## GIVEN TEXT

--*--

Short Cuts: Medicaid Triple-Play!! CO no longer listing it, CA kicking people off of it, ID hoping to expand it

Crud. The bulk of this article is about how Jonathan "Diarrhea of the Mouth" Gruber was partly behind Colorado's ACA enrollment projections. However, there's one paragraph deep into it which gives me a sad for an entirely unrelated reason:

Connect for Health no longer tracks the Medicaid sign-up numbers, communications director Luke Clarke said. And officials have said also that they do not have a firm indication how many people getting insurance through the exchange used to be uninsured, though the non-profit marketplace was designed to be a primary vehicle for insuring the uninsured.

(sigh) Here I am doing everything I can to improve the transparancy...ah, well...

This isn't directly ACA-related, quite, but it's connected:

More than 91,000 Medi-Cal recipients in Los Angeles County will be sent letters this week telling them that their state-supported healthcare coverage will end on Nov. 30. A judge this week refused to block the notices, even though health advocates argued that the letters lack important details that would help recipients renew their plans.

--*--

## DATA TO EXAMINE
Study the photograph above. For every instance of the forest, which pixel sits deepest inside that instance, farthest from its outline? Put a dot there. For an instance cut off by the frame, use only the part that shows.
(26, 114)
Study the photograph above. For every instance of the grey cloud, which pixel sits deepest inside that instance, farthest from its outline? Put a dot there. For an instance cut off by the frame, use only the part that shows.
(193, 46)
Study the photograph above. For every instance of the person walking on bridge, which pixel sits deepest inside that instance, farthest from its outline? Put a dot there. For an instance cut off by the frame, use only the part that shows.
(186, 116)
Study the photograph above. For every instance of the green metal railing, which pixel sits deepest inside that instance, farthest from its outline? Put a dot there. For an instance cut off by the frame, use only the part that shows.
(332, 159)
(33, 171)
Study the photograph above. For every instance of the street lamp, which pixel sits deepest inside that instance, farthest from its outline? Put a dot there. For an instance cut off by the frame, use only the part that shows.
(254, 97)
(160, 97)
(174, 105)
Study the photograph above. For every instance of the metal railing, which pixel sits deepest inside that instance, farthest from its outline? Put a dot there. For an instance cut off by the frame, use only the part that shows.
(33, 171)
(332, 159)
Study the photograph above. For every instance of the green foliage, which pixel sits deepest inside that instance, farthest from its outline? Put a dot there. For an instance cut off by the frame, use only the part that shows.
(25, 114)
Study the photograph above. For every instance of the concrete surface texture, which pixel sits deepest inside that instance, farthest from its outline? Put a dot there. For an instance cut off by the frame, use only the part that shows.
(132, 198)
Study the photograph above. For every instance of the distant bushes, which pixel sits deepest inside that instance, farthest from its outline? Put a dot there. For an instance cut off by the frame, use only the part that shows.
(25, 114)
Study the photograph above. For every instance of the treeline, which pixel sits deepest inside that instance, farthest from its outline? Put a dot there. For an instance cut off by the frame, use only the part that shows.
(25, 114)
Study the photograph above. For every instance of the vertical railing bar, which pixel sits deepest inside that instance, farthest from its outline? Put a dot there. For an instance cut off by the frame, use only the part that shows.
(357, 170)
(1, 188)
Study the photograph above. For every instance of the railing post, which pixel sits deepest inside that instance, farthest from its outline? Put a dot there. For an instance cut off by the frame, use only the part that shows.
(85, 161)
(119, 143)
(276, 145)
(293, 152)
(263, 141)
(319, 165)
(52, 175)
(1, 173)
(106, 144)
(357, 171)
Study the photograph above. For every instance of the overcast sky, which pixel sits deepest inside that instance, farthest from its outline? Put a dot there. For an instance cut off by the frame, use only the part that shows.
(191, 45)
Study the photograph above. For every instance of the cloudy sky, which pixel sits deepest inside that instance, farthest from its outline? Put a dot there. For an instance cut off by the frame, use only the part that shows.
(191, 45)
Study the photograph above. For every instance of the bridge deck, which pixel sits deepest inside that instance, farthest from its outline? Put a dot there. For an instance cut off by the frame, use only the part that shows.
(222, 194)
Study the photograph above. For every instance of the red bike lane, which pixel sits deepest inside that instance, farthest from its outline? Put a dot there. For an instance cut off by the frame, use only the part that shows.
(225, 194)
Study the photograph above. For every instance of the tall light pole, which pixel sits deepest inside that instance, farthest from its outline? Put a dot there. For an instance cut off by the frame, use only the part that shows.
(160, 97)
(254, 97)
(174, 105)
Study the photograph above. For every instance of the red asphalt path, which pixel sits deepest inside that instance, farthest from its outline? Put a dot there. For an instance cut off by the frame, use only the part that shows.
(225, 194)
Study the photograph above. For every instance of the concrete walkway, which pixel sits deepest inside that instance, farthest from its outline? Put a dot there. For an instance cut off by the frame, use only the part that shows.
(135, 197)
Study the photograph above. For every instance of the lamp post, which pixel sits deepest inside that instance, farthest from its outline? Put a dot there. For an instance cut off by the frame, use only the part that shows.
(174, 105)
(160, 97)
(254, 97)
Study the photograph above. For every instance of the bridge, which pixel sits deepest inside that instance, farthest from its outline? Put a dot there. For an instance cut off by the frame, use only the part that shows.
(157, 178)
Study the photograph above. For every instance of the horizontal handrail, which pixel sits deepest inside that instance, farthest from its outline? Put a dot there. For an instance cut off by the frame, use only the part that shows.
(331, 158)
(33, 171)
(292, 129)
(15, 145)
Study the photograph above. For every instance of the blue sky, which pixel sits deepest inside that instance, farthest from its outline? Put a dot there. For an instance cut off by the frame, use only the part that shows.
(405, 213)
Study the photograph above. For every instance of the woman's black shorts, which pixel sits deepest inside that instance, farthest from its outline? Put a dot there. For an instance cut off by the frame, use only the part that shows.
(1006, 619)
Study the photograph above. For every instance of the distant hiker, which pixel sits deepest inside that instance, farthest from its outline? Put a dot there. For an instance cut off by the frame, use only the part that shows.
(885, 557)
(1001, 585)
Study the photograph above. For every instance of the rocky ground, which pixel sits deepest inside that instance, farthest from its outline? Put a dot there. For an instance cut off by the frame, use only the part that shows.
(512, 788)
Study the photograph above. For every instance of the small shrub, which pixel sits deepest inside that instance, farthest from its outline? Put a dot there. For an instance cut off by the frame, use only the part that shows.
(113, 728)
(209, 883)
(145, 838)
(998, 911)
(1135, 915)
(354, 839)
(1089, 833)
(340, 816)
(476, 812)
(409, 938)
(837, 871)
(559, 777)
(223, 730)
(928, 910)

--*--

## TASK INSTRUCTIONS
1. How many Medi-Cal recipients in Los Angeles County are being sent letters this week, according to the Medicaid post?
2. Sum up the Medicaid post in two sentences.
3. Proceed with the Medicaid post from where it stops.

## ANSWERS TO THE EXERCISE
1. More than 91,000.

2. Colorado's Connect for Health no longer tracks Medicaid sign-up numbers, and officials lack a firm indication of how many exchange enrollees used to be uninsured, which saddens the writer, who is working to improve transparency. In Los Angeles County, more than 91,000 Medi-Cal recipients will get letters saying their coverage ends on Nov. 30, after a judge refused to block the notices even though health advocates argued the letters lack important details.

3.
Basically, these are people who were already enrolled in Medicaid (Medi-Cal) before ACA expansion went into effect. I'm still not sure I understand the whole thing, but the bottom line is that up to 91K people in CA could be kicked off of Medi-Cal as a result.

Meanwhile, there's an upated number on that massive Medi-Cal enrollment backlog:

The state's enrollment backlog -- once as large as 900,000 -- was 133,927 as of Nov. 14, Cava said. He declined to comment on the pending renewals lawsuit.

Meanwhile, in Idaho, it's looking more and more likely that they'll push through an Arkansas-style "Private Medicaid Option" program:

Under the newly approved plan , adults earning 100 percent to 138 percent of the poverty line may purchase private insurance on Idaho’s health insurance marketplace using federal dollars.

Adults below 100 percent of the poverty line, Idaho’s lowest-income participants, would be provided Medicaid coverage .

The previous plan expanded Idaho’s Medicaid eligibility to adults earning  138 percent of the poverty line.